EXPLORE THE MATERIAL —
1: Repeat word for word the stretch of the text on attacks against wireless networks from "1. Formats and" through "charges to subscribers.".
2: Which network nodes does the text on attacks against wireless networks name by abbreviation? List them all.
== SUPPLIED TEXT ==
1. Formats and impacts of the attacks: In one form of the attack, the applications can coordinate the infected devices to initiate continuous and possibly synchronized attach requests to overwhelm the network, causing congestion in both radio links and backhaul links. On the other hand, the infected devices can be co-ordinated to initiate useless but bandwidth-demanding traffic, both uplink and downlink, to inundate the network. The impact of such attack is waste of resources in the network and potentially overage of data charges to subscribers.
   In addition, both types of attacks can cause severe damage to the wireless network by blocking legitimate users from using the network and potentially overload and bring down the network making it temporarily out of service.
2. Scale and affected areas of the attacks: the scale and affected areas of the attacks will depend on geographic distribution of infected devices. If large numbers of infected devices in one cell launch attacks at the same time, the radio links become the victim. If the infected device are distributed across an area that is covered by a few cells, the coordinated attack will likely congest the backhaul and elements in access network, e.g. expose processing bottleneck in MME or S-GW, or cause congested links between eNB-MME/S-GW.
===
== EXERCISE DATA ==
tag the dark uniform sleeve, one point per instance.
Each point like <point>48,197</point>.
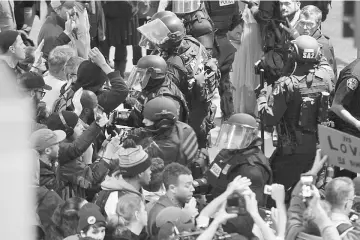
===
RESPONSES IN ORDER —
1:
1. Formats and impacts of the attacks: In one form of the attack, the applications can coordinate the infected devices to initiate continuous and possibly synchronized attach requests to overwhelm the network, causing congestion in both radio links and backhaul links. On the other hand, the infected devices can be co-ordinated to initiate useless but bandwidth-demanding traffic, both uplink and downlink, to inundate the network. The impact of such attack is waste of resources in the network and potentially overage of data charges to subscribers.

2: MME, S-GW, eNB